Task goal =>
Recast the lines of the items, from the line containing "negative clicks: (89, 43) (74, 41)" through the final line of the items inclusive, as a JSON list of strings, one string per line and blank lines omitted.

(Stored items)
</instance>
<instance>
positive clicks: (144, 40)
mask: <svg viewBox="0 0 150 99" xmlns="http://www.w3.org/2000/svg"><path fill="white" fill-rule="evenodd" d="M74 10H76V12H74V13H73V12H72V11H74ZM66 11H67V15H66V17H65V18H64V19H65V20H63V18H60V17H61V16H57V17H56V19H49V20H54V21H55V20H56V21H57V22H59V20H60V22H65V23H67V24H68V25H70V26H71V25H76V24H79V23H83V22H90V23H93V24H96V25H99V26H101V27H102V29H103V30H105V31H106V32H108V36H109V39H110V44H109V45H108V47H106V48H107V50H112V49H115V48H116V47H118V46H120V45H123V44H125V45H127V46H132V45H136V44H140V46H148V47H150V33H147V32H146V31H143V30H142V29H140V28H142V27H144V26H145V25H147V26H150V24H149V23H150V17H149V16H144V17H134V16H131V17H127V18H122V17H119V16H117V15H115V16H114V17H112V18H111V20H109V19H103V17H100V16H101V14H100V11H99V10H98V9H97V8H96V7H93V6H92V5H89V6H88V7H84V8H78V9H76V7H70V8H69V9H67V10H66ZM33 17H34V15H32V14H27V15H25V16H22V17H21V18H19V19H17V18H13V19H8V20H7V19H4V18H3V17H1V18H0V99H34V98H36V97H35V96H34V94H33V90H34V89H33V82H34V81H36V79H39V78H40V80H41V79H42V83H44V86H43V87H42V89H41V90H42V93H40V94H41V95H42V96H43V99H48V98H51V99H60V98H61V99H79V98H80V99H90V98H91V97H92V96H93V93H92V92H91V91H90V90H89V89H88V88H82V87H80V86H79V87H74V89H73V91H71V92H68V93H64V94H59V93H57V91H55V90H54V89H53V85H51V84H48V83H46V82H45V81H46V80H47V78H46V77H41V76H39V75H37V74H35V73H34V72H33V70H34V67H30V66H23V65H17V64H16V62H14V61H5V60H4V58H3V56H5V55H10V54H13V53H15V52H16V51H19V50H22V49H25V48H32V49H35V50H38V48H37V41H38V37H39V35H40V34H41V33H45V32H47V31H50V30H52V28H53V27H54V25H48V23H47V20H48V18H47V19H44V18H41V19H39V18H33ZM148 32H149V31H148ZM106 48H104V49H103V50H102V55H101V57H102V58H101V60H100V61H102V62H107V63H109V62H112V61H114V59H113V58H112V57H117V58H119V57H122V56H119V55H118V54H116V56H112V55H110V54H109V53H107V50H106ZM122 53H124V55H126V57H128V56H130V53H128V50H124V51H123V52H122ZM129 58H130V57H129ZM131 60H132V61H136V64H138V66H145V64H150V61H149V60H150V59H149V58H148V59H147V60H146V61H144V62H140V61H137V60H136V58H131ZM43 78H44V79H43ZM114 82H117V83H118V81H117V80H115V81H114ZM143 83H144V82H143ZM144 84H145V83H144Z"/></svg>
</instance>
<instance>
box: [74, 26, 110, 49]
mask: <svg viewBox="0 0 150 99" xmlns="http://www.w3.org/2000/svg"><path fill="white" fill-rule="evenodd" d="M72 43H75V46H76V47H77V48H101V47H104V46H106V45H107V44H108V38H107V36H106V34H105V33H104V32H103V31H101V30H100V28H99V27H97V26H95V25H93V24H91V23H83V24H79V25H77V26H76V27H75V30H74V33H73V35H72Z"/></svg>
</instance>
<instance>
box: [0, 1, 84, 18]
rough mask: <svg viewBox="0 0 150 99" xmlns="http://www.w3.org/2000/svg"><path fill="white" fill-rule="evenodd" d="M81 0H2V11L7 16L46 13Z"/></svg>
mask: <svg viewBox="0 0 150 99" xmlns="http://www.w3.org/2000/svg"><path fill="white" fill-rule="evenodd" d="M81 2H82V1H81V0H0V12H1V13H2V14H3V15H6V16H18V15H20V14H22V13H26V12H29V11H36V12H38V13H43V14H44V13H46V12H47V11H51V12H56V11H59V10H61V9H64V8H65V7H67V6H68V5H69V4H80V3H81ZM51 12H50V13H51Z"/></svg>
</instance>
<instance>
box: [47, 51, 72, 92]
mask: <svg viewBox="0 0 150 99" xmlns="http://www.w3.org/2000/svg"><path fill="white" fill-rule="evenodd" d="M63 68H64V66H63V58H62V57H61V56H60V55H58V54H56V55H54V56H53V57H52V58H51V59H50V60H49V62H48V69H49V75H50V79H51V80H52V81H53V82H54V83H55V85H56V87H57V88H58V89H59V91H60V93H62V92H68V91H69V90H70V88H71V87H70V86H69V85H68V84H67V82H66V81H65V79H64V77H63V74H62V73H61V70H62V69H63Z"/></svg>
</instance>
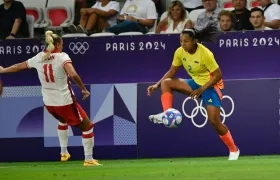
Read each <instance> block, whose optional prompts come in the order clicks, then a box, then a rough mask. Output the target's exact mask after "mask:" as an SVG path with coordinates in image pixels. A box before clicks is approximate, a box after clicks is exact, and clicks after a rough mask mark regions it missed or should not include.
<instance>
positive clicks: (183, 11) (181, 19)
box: [168, 0, 187, 21]
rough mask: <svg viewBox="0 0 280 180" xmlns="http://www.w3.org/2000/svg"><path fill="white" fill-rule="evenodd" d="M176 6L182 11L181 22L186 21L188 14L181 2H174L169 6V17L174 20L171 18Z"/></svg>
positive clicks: (168, 10) (168, 14)
mask: <svg viewBox="0 0 280 180" xmlns="http://www.w3.org/2000/svg"><path fill="white" fill-rule="evenodd" d="M175 6H178V7H179V8H180V9H181V16H180V20H181V21H184V20H185V19H186V18H187V13H186V10H185V7H184V5H183V3H182V2H181V1H179V0H175V1H172V2H171V4H170V5H169V8H168V17H171V18H172V19H173V17H172V16H171V11H172V9H173V8H174V7H175Z"/></svg>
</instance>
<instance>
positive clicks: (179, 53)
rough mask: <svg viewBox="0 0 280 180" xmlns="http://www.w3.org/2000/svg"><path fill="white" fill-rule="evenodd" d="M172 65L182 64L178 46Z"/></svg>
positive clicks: (176, 65)
mask: <svg viewBox="0 0 280 180" xmlns="http://www.w3.org/2000/svg"><path fill="white" fill-rule="evenodd" d="M172 65H173V66H182V61H181V51H180V49H179V48H178V49H177V50H176V51H175V53H174V57H173V62H172Z"/></svg>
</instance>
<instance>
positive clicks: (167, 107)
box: [161, 92, 173, 111]
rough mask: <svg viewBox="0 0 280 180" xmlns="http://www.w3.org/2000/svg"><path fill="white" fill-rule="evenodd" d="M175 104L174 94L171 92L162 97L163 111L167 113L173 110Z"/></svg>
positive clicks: (165, 94) (162, 96)
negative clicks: (172, 107) (168, 109)
mask: <svg viewBox="0 0 280 180" xmlns="http://www.w3.org/2000/svg"><path fill="white" fill-rule="evenodd" d="M172 103H173V94H171V93H170V92H165V93H163V94H162V95H161V104H162V108H163V111H166V110H167V109H169V108H172Z"/></svg>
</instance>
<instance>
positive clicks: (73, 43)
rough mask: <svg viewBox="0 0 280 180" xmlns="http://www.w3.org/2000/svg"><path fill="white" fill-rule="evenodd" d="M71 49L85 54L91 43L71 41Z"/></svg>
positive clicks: (70, 45)
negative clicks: (89, 43) (74, 41)
mask: <svg viewBox="0 0 280 180" xmlns="http://www.w3.org/2000/svg"><path fill="white" fill-rule="evenodd" d="M69 49H70V50H71V51H72V52H73V53H74V54H85V52H86V51H87V50H88V49H89V44H88V43H87V42H83V43H81V42H77V43H74V42H71V43H70V44H69Z"/></svg>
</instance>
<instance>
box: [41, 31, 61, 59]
mask: <svg viewBox="0 0 280 180" xmlns="http://www.w3.org/2000/svg"><path fill="white" fill-rule="evenodd" d="M45 36H46V40H45V43H46V51H47V52H46V53H45V54H44V55H43V57H42V60H45V59H47V58H48V57H49V56H50V55H51V53H52V52H53V51H54V50H55V46H54V45H55V44H56V41H57V40H58V38H59V36H58V35H56V34H54V33H53V32H52V31H46V33H45Z"/></svg>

Solution for this exercise =>
[
  "negative clicks: (89, 43) (74, 41)",
  "mask: <svg viewBox=\"0 0 280 180\" xmlns=\"http://www.w3.org/2000/svg\"><path fill=\"white\" fill-rule=\"evenodd\" d=\"M69 49H70V50H71V51H72V52H73V53H74V54H85V52H86V51H87V50H88V49H89V44H88V43H87V42H83V43H81V42H77V43H74V42H71V43H70V44H69Z\"/></svg>",
  "</instance>",
  "<instance>",
  "box: [41, 31, 61, 59]",
  "mask: <svg viewBox=\"0 0 280 180\" xmlns=\"http://www.w3.org/2000/svg\"><path fill=\"white\" fill-rule=\"evenodd\" d=\"M45 36H46V40H45V43H46V51H47V52H46V53H45V54H44V55H43V57H42V60H45V59H47V58H48V57H49V56H50V55H51V53H52V52H53V51H54V50H55V46H54V45H55V44H56V41H57V40H58V38H59V36H58V35H56V34H54V33H53V32H52V31H46V33H45Z\"/></svg>"
]